-------- Record list

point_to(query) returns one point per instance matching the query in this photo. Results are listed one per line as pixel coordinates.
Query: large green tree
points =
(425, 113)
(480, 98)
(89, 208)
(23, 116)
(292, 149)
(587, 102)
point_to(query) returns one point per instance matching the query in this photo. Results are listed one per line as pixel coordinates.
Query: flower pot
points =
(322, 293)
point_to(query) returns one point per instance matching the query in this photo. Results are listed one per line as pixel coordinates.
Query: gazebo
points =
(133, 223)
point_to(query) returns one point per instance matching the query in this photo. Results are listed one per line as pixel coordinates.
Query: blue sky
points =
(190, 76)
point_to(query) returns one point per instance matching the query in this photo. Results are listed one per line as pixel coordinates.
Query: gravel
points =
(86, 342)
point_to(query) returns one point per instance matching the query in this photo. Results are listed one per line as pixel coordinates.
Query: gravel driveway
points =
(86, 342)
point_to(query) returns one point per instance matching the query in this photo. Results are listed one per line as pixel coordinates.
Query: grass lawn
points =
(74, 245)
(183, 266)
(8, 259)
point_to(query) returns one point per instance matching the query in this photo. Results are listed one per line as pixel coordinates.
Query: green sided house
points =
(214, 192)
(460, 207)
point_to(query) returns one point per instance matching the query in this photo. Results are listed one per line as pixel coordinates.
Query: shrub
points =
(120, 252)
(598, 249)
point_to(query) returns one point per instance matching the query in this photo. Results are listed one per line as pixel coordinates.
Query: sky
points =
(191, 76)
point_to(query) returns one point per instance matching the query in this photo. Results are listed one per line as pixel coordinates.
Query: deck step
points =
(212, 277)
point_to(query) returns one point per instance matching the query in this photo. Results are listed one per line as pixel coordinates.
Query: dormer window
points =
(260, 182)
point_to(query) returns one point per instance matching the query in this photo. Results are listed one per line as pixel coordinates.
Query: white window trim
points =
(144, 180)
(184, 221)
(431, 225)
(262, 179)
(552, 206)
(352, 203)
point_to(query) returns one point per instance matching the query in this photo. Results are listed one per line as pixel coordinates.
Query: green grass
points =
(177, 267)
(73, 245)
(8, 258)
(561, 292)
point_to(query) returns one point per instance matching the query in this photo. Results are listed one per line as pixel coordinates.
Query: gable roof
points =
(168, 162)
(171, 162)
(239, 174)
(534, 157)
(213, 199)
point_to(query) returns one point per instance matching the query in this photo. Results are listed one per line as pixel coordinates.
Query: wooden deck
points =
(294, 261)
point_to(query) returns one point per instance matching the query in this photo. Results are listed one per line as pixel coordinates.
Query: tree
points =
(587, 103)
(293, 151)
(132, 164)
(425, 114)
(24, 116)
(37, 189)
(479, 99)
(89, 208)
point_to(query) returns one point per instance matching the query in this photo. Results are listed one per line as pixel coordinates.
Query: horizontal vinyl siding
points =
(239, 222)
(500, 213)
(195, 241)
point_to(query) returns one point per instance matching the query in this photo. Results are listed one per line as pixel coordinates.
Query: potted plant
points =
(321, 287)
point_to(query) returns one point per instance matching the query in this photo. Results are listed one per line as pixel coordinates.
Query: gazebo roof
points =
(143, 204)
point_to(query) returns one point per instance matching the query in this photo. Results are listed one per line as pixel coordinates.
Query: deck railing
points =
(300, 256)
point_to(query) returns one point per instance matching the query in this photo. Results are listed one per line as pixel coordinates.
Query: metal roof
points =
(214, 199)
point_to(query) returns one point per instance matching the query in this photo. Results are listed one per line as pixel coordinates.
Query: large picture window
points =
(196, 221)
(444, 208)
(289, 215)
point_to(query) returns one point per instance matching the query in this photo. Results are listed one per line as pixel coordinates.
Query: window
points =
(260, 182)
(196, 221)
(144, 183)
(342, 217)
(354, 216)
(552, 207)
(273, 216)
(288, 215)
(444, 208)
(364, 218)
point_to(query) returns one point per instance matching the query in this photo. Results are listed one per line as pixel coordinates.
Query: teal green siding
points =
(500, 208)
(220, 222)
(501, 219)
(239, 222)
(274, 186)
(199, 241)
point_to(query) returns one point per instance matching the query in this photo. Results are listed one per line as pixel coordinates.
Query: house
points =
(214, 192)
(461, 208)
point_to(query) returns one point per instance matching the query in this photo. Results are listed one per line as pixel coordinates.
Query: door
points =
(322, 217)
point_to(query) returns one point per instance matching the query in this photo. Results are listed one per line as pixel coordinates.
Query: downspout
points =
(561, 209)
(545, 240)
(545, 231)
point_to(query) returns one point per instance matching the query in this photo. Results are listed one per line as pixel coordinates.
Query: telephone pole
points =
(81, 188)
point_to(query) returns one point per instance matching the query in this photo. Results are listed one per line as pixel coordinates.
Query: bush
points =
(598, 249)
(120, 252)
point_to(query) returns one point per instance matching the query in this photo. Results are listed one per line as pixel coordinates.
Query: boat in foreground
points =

----------------

Recopy the whole listing exactly.

■ Answer to the task:
point_to(query) returns one point per instance matching the query in this photo. Results are listed one per line as pixel coordinates.
Query: large green tree
points =
(425, 113)
(480, 98)
(89, 208)
(23, 116)
(292, 149)
(587, 102)
point_to(query) returns one point per instance matching the query in this photo. Results are listed one per line as pixel coordinates.
Query: flower pot
points =
(322, 293)
point_to(query) returns one point per instance matching the query in this photo. Results are listed one per line as pixel coordinates.
Query: gazebo
points =
(133, 223)
point_to(query) returns one point per instance matching the query in this photo. Results are listed one per line as pixel coordinates.
Query: blue sky
points =
(190, 76)
point_to(query) returns one point per instance matching the query in this photo. Results are listed one per line as pixel coordinates.
Query: gravel
points =
(86, 342)
point_to(query) returns one point per instance matching the query in this photo. Results are listed one per line as pixel coordinates.
Query: gravel driveway
points =
(86, 342)
point_to(query) returns one point per instance matching the query in this photo. Results are listed one per line as pixel coordinates.
Query: grass lawn
points =
(74, 245)
(183, 266)
(8, 259)
point_to(query) returns one point per instance matching the query in this photo. Results are listed one per line as pixel coordinates.
Query: green sided house
points =
(214, 192)
(460, 207)
point_to(query) returns one point per instance matching the query in this photo. Results are listed one per line as pixel coordinates.
Query: shrub
points =
(120, 252)
(598, 249)
point_to(query) returns one point per instance matching the query in this photo. Results are listed one per line as pixel coordinates.
Query: sky
points =
(191, 76)
point_to(query) returns one point per instance matching the query in this photo. Results are listed one per line as pixel coordinates.
Query: deck step
points =
(212, 277)
point_to(query) returns one point per instance matching the query in this photo. Results are listed one per line as pixel coordinates.
Query: dormer window
points =
(260, 182)
point_to(query) returns one point per instance matching the query in this photo. Results are listed one per line as pixel coordinates.
Query: white window trim
points =
(144, 180)
(184, 221)
(431, 225)
(262, 179)
(552, 206)
(352, 203)
point_to(query) returns one point per instance matching the query in this photo. Results are listed one per line as pixel coordinates.
Query: green grass
points =
(177, 267)
(73, 245)
(8, 258)
(561, 292)
point_to(query) returns one point per instance matching the query in this photo. Results are listed one per line as pixel coordinates.
Query: gable roof
points =
(168, 162)
(171, 162)
(239, 174)
(534, 157)
(213, 199)
point_to(query) returns one point per instance matching the query in this photo. Results are listed one per line as pixel coordinates.
Query: wooden deck
points =
(294, 261)
point_to(query) returns one point per instance matching the query in this photo. Results are listed one per line as pixel coordinates.
Query: tree
points =
(587, 103)
(293, 151)
(132, 164)
(425, 114)
(24, 116)
(37, 189)
(479, 99)
(89, 208)
point_to(query) returns one point per instance matching the query in this photo. Results are listed one per line as pixel coordinates.
Query: horizontal vinyl siding
points =
(239, 222)
(500, 213)
(195, 241)
point_to(query) returns one point per instance matching the query in this photo. Results are listed one per line as pixel coordinates.
Query: potted plant
points =
(321, 287)
point_to(query) returns one point per instance matching the query in this photo. Results are listed one per line as pixel coordinates.
Query: gazebo roof
points =
(143, 204)
point_to(query) returns one point per instance matching the query in this photo. Results are listed one per line as pixel coordinates.
Query: deck railing
points =
(300, 256)
point_to(query) returns one point per instance matching the query in this photo. Results are listed one per line as pixel coordinates.
Query: metal roof
points =
(214, 199)
point_to(query) returns one point per instance matching the query in this photo. Results are listed one per line as pixel coordinates.
Query: large picture window
points =
(196, 221)
(444, 208)
(289, 215)
point_to(query) returns one point per instance matching the query in this photo. Results are listed one per line as pixel coordinates.
Query: window
points =
(260, 182)
(196, 221)
(144, 183)
(342, 217)
(354, 216)
(552, 207)
(273, 216)
(288, 215)
(444, 208)
(364, 218)
point_to(query) returns one point per instance matching the query in this photo. Results are listed one per line as pixel coordinates.
Query: teal green siding
points =
(500, 208)
(220, 222)
(501, 219)
(239, 222)
(274, 186)
(199, 241)
point_to(query) returns one point per instance matching the query in this photo. Results are listed one per line as pixel coordinates.
Query: house
points =
(214, 192)
(461, 208)
point_to(query) returns one point per instance matching the query in this photo. Results are listed one per line as pixel coordinates.
Query: door
points =
(322, 217)
point_to(query) returns one point per instance matching the query in this photo. Results are listed one per line as pixel coordinates.
Query: downspout
points =
(561, 209)
(545, 240)
(545, 231)
point_to(query) returns one point per instance matching the query in this photo. Results are listed one per line as pixel coordinates.
Query: telephone pole
points =
(81, 188)
point_to(query) returns one point per instance matching the query in this photo. Results are listed one per line as pixel coordinates.
Query: bush
points =
(598, 249)
(120, 252)
point_to(query) returns one point per instance matching the query in this photo. Results are listed one per line as pixel coordinates.
Query: boat in foreground
points =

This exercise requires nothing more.